(A block of records)
>>>>

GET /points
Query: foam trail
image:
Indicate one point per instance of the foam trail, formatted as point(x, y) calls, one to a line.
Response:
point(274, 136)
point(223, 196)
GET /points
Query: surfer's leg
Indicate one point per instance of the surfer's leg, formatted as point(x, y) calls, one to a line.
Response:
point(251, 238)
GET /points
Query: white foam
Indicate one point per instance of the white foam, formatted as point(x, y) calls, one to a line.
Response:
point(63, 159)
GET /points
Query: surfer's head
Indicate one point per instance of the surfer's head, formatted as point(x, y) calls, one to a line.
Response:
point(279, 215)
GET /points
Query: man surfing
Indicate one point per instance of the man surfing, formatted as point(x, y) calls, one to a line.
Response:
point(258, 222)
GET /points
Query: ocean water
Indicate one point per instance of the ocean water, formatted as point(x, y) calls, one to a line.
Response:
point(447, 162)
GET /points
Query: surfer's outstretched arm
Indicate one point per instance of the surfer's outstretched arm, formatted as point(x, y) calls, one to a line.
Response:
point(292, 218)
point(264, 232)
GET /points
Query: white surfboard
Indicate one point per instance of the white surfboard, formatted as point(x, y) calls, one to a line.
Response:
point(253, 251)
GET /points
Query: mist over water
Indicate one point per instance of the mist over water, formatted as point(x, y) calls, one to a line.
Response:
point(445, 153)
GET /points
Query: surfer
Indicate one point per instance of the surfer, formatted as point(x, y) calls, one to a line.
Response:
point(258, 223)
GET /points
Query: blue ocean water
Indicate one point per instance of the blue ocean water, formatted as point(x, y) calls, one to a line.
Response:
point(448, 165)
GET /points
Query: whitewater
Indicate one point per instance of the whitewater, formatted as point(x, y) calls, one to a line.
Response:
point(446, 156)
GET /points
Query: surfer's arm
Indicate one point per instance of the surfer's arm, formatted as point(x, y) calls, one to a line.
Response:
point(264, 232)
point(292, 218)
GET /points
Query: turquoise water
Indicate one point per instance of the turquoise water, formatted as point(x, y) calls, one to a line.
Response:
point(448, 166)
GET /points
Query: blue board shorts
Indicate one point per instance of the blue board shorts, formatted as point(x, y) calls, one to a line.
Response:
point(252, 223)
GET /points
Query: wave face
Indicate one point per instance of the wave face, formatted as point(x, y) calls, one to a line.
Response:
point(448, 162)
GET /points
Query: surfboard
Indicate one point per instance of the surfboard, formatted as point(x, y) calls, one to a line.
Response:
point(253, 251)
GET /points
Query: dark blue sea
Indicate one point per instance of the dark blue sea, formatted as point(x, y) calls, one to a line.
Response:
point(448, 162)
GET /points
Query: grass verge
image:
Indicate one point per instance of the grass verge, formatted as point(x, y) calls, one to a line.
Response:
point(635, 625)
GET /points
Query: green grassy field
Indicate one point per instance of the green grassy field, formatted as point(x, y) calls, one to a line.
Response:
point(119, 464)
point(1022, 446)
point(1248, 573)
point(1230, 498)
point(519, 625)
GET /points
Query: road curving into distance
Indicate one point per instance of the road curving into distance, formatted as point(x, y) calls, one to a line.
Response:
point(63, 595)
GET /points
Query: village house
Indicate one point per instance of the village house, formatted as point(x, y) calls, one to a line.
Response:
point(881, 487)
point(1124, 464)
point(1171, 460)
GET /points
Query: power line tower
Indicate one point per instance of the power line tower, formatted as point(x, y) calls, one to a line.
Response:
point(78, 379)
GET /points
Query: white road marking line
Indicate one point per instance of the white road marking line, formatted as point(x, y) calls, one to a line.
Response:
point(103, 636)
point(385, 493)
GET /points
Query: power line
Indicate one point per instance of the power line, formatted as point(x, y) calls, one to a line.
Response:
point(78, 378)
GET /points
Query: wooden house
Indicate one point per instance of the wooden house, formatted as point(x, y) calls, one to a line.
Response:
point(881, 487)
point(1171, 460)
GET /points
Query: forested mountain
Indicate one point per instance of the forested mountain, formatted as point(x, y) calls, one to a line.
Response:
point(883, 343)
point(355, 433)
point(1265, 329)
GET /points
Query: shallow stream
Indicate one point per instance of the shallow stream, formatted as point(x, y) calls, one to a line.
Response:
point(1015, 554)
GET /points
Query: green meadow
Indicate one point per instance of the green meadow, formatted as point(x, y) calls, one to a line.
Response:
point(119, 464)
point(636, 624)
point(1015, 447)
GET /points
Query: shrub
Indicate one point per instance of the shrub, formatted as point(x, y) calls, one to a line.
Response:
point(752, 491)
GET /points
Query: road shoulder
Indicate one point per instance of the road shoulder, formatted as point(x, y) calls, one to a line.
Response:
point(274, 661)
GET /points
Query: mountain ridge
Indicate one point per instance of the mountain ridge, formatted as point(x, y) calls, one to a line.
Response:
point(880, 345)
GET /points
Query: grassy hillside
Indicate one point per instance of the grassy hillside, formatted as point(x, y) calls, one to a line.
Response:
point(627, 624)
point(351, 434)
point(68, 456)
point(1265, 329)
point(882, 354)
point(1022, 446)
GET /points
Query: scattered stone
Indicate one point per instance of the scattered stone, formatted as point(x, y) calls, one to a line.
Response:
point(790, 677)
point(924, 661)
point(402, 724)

<<<<

Recast the records, from their first line through the line with "point(251, 238)" (both included), as a Markdown table with the columns Row and Text. Give each line its row number and skip any blank lines.

### Reply
| Row | Text |
|---|---|
| 1 | GET /points |
| 2 | Query: foam trail |
| 3 | image: |
| 4 | Indicate one point per instance of the foam trail, formatted as point(x, y) calls, one to a line. |
| 5 | Response: |
| 6 | point(274, 136) |
| 7 | point(223, 196) |
| 8 | GET /points |
| 9 | Query: surfer's leg |
| 10 | Indicate one point per instance of the surfer's leg, formatted as point(x, y) calls, one to a line. |
| 11 | Response: |
| 12 | point(251, 238) |